▶ **Named pointing entries**
= = =

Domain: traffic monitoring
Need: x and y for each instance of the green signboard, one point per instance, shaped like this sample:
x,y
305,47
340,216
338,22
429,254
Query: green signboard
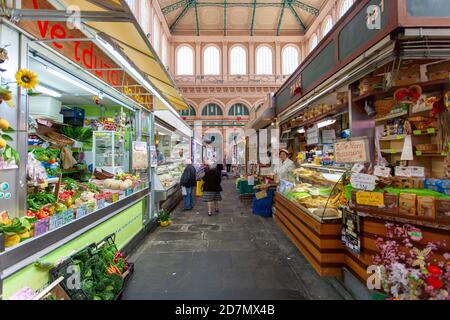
x,y
125,225
428,8
360,30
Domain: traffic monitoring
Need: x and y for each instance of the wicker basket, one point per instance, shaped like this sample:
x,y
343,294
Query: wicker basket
x,y
426,147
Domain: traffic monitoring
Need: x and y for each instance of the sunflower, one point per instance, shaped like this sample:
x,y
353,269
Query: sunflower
x,y
26,79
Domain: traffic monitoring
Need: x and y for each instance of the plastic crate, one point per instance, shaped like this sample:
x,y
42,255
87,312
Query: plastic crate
x,y
263,207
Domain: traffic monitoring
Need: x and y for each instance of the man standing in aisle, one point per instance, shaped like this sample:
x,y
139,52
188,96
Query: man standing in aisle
x,y
188,182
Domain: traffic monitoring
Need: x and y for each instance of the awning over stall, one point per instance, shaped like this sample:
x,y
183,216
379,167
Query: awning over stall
x,y
114,21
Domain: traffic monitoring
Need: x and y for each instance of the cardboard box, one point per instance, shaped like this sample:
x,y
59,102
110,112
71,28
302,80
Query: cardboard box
x,y
443,210
426,207
407,204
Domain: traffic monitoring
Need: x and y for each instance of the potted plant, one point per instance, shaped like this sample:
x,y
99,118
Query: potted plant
x,y
164,218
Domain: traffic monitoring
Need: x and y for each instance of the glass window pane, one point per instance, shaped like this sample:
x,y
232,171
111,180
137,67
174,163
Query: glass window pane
x,y
185,61
345,6
290,60
313,42
264,60
238,59
328,25
211,61
156,35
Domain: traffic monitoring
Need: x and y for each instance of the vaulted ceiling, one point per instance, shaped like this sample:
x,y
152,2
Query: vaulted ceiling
x,y
240,17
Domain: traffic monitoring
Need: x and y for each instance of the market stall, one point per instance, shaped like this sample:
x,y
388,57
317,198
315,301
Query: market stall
x,y
369,135
173,144
76,131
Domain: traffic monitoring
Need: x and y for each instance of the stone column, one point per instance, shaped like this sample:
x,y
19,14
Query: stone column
x,y
251,58
277,59
224,60
198,60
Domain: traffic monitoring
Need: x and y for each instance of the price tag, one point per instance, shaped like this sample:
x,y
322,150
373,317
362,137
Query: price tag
x,y
42,226
381,171
91,206
56,221
357,168
81,211
100,204
374,199
68,216
261,195
364,182
418,172
403,172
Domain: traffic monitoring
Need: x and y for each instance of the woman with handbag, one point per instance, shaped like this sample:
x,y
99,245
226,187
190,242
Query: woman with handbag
x,y
212,188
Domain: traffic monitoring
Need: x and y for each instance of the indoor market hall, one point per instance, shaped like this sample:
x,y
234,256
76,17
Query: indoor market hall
x,y
283,153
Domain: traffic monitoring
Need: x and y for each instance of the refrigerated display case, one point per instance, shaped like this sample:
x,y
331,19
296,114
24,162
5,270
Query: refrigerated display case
x,y
109,151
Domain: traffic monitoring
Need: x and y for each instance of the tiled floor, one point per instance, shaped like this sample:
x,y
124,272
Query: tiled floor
x,y
231,255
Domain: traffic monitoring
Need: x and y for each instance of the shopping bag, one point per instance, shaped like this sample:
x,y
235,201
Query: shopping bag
x,y
199,189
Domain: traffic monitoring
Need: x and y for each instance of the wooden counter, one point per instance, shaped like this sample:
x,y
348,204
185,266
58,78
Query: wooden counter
x,y
319,242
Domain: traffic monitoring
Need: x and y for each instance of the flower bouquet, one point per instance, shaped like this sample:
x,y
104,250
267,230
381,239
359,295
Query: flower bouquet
x,y
410,273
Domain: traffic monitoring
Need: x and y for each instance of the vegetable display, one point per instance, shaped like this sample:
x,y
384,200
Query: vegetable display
x,y
37,201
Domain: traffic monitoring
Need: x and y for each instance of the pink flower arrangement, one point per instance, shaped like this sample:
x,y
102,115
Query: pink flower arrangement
x,y
411,274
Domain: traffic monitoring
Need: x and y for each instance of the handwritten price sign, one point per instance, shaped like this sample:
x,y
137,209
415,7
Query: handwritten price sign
x,y
351,151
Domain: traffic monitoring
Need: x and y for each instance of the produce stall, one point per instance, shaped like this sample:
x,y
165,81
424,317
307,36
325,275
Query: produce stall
x,y
173,144
371,144
74,151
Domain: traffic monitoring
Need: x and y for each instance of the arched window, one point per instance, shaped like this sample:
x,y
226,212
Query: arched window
x,y
238,61
327,26
212,109
238,109
313,41
345,6
164,51
145,16
290,59
185,61
189,112
264,60
211,61
156,35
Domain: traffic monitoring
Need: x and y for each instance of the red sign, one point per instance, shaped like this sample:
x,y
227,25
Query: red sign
x,y
84,53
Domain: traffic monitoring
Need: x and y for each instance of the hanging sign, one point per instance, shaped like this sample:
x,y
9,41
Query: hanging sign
x,y
373,199
312,135
363,181
86,54
403,172
296,87
352,151
140,155
381,171
351,230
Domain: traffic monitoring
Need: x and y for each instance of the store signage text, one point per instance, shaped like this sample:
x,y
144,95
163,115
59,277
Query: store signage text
x,y
296,87
374,199
84,53
351,151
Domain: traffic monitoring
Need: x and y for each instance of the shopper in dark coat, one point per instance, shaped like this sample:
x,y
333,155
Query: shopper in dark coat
x,y
212,188
189,181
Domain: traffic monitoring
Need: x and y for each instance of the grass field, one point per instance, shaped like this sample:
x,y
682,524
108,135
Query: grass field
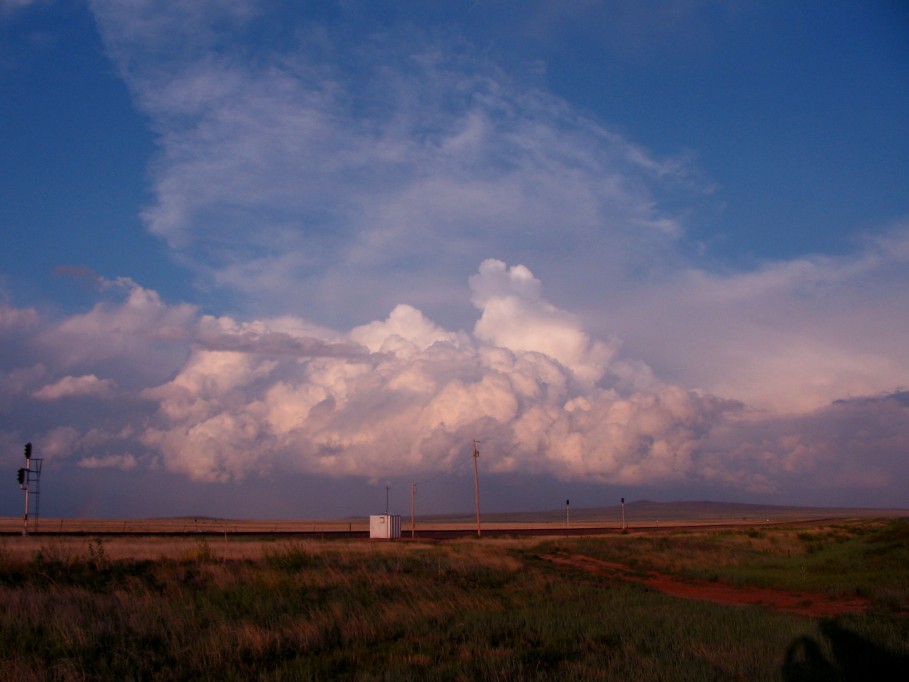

= = =

▶ **TASK BRIEF**
Which lines of the entries above contain the word "stall"? Extract each of them.

▶ **WRITTEN SOLUTION**
Need: x and y for each instance of the awning over stall, one point per instance, shaped like this sample:
Query: awning over stall
Need: x and y for each instance of the market stall, one point per instance, shaped like this sample:
Query: market stall
Need: x and y for each instance of the produce stall, one point per instance, shaped like this sample:
Query: produce stall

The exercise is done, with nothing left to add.